Activity:
What lines of the data include the string "wooden"? Copy them all.
###
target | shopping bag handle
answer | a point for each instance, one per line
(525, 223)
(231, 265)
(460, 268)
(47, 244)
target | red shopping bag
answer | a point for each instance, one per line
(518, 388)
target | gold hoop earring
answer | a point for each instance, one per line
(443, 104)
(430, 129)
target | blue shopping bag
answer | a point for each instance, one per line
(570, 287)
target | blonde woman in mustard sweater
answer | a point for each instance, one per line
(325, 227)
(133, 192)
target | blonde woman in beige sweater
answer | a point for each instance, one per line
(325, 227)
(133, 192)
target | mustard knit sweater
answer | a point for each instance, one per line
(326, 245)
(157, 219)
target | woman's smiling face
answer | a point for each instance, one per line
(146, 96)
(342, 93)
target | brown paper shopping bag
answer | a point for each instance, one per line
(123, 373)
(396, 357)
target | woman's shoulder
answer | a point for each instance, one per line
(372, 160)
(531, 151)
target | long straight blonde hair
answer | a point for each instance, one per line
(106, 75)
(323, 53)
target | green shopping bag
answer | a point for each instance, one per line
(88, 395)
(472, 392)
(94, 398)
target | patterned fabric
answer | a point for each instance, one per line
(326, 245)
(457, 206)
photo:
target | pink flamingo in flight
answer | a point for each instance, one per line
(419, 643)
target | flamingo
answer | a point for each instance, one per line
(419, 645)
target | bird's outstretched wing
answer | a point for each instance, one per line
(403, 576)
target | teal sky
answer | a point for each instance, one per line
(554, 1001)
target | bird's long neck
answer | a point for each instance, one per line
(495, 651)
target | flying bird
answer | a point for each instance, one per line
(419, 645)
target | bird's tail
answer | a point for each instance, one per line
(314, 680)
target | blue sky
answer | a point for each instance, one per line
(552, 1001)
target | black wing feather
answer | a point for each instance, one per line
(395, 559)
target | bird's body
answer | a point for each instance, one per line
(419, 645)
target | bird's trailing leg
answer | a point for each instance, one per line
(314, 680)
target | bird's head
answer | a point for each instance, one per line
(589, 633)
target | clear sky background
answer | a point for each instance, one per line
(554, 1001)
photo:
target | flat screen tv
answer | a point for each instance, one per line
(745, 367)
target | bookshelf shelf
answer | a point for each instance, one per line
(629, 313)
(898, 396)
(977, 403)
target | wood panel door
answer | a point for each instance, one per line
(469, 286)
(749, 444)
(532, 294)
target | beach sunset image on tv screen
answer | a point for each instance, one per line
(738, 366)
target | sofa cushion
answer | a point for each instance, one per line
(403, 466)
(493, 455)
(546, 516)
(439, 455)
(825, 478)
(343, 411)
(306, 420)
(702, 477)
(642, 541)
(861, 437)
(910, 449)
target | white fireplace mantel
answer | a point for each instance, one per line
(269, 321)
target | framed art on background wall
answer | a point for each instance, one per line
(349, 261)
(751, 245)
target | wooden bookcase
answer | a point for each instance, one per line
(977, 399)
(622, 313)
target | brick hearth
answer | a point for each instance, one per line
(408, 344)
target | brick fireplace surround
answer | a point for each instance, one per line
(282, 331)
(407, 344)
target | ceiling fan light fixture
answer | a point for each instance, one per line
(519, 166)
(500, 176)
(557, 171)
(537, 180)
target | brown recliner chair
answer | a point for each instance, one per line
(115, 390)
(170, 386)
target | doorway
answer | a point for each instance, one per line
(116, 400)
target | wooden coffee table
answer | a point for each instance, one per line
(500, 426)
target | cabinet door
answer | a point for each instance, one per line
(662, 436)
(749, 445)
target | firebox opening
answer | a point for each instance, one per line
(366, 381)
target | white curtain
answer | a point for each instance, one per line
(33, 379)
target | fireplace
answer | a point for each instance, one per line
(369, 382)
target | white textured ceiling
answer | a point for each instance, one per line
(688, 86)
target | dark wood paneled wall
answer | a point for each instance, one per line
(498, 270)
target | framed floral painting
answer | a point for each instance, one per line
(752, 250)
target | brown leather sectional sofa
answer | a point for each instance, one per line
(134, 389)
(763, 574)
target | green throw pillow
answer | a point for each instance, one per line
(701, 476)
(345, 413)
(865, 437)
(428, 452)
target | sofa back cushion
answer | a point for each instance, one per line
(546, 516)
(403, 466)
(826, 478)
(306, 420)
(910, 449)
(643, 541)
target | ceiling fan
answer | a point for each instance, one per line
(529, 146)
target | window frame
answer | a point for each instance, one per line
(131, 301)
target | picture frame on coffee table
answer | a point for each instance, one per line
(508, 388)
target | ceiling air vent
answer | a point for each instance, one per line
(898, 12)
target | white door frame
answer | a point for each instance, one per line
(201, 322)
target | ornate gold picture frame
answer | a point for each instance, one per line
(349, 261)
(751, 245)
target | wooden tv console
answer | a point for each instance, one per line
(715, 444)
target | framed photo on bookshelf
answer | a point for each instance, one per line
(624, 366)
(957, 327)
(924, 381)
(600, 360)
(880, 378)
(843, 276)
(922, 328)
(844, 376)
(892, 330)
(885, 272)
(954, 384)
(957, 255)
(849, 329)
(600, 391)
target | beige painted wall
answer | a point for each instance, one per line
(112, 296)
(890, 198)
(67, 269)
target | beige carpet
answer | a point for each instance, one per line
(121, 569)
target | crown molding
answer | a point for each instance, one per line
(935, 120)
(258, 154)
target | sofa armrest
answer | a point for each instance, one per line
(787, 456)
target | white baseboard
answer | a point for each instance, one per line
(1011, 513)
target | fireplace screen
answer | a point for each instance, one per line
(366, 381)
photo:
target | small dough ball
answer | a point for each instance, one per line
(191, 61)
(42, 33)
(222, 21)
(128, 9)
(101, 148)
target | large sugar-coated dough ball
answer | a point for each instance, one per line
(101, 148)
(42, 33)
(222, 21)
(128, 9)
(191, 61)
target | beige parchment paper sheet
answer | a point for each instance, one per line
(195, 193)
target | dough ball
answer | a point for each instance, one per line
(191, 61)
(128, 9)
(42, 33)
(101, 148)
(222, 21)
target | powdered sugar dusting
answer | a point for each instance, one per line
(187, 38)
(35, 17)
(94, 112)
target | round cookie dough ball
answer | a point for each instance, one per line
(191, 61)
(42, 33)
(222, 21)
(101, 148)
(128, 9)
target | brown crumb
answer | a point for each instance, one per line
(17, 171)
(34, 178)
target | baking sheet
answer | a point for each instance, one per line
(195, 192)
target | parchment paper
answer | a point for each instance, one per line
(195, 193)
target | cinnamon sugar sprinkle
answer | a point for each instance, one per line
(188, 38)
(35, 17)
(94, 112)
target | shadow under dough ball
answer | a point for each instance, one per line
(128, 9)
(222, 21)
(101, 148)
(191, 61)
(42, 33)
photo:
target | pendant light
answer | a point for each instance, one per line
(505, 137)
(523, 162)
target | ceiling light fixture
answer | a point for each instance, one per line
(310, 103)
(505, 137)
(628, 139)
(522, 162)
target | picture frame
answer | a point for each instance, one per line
###
Response:
target | wooden bookcase
target | wooden coffee table
target | wooden tv console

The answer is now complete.